### WORK INSTRUCTIONS
Write these lines out again, substituting "red stripe" for "white stripe" and changing nothing else. Leave out the pictures.

### DATASET RECORDS
.....

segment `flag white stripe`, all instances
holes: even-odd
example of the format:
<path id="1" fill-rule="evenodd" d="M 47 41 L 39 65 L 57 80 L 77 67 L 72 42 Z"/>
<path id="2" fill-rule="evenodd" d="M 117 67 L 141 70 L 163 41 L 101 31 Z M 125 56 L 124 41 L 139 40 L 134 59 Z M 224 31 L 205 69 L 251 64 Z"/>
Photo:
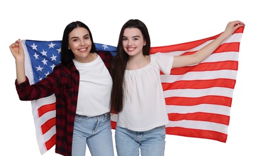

.....

### SOLUTION FOR THIS EXERCISE
segment `flag red stripe`, all instances
holes: even-odd
example of the format:
<path id="1" fill-rule="evenodd" d="M 47 41 L 39 65 L 57 80 L 77 67 L 72 42 Z"/>
<path id="2" fill-rule="evenodd" d="M 117 67 L 141 70 L 163 41 L 101 31 Z M 125 56 L 124 41 L 139 40 L 134 59 Z M 224 31 L 205 69 L 251 64 Z"/>
Photo:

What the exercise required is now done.